▶ [Selected passage]:
SERMON SPOTLIGHT * 4/10/22

Whether this is the first time you’ve ever read this passage, or you have encountered Christ in the garden many times, our task is to consider what our Savior embraced the night before His death. To go into Friday and Sunday marveling at the wonders of the garden. Below is an outline summary of the sermon for your further study and deeper reflection.

TEXT: Luke 22:39-46
TITLE: Christ’s Agony in the Garden
PREACHER: Brett Overstreet
BIG IDEA: In the garden, Christ embraces our cup so that we might drink of a new cup.

POINTS:
1. An Unfamiliar Scene
2. An Unimaginable Cup

SERMON EXCERPTS:

”Jesus is not simply heading into the other room to pray. What we are about to see unfold is pulling Him away, even bringing Him to the precipice of death – according to His own words.”

▶ [Entries supplied]:

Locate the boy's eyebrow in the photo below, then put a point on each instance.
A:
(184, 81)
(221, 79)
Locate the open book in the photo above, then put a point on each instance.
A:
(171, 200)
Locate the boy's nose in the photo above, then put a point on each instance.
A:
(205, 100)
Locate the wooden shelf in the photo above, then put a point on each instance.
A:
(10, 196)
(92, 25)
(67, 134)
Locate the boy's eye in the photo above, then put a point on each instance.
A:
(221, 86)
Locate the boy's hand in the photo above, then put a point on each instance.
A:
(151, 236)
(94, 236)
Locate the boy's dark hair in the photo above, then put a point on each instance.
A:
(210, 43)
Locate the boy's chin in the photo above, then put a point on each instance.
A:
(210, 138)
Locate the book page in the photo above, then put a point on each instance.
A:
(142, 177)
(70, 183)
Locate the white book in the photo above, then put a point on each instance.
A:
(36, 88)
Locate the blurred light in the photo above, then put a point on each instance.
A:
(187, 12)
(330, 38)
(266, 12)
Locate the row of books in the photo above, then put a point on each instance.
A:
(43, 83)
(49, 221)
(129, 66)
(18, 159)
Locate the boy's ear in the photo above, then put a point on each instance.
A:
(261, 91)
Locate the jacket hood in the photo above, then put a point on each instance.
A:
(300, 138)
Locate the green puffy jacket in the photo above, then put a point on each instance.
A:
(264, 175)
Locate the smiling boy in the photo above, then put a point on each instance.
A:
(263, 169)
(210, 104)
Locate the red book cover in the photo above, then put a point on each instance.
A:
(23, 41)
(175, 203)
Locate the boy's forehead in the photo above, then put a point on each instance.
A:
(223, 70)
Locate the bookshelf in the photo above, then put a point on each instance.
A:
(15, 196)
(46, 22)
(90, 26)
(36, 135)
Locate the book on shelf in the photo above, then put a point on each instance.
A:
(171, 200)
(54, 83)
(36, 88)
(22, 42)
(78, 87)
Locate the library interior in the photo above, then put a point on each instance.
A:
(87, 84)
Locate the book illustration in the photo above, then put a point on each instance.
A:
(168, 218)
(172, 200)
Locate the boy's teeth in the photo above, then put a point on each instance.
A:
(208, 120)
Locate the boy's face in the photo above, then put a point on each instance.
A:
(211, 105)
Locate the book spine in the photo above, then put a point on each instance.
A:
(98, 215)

▶ [Exercise aim]:
In the sermon spotlight, what Bible passage is given as the text for the sermon?

▶ [Exercise response]:
Luke 22:39-46